§ **Provided data**:

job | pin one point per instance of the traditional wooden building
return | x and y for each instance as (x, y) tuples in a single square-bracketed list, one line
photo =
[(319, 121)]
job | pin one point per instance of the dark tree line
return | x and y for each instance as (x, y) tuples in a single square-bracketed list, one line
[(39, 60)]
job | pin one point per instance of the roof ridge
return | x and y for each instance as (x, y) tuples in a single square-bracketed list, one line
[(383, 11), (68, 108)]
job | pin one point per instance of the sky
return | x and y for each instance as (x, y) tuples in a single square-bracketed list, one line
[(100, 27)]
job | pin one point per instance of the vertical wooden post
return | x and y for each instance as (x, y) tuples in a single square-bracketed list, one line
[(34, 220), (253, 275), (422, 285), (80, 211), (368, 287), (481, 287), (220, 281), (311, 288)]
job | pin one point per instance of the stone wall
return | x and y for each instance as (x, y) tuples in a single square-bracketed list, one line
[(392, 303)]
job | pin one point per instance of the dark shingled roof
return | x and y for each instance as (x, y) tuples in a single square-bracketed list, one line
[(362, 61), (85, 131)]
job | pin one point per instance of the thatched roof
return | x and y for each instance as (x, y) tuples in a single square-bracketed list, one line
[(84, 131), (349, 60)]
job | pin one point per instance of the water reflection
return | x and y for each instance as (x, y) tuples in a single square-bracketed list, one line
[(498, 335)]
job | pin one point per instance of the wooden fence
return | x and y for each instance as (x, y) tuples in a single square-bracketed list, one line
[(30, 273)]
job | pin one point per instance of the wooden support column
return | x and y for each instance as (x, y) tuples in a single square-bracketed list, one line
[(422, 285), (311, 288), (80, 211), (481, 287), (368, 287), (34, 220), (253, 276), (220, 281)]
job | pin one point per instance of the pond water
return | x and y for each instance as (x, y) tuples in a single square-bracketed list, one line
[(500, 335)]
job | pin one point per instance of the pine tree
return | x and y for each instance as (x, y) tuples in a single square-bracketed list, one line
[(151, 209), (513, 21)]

§ **Objective**:
Rewrite the entries in the stretch from the line containing "job | pin one point per instance of the sky" through the line containing "[(392, 303)]", with "stone wall" changed to "masonry wall" and everything else left as is.

§ **Full solution**:
job | pin one point per instance of the sky
return | x and y for each instance as (x, y) tuples in a single square-bracketed list, one line
[(100, 27)]
job | pin one point per instance of the vertical wooden post
return | x and y for each instance as (x, y) tuples in a single square-bracketed list, one line
[(34, 220), (253, 275), (422, 285), (80, 211), (368, 287), (481, 287), (220, 281), (311, 288)]
job | pin one point per instance of the masonry wall
return | x and y for each instance as (x, y) tuples in a single square-bracketed list, one line
[(392, 303)]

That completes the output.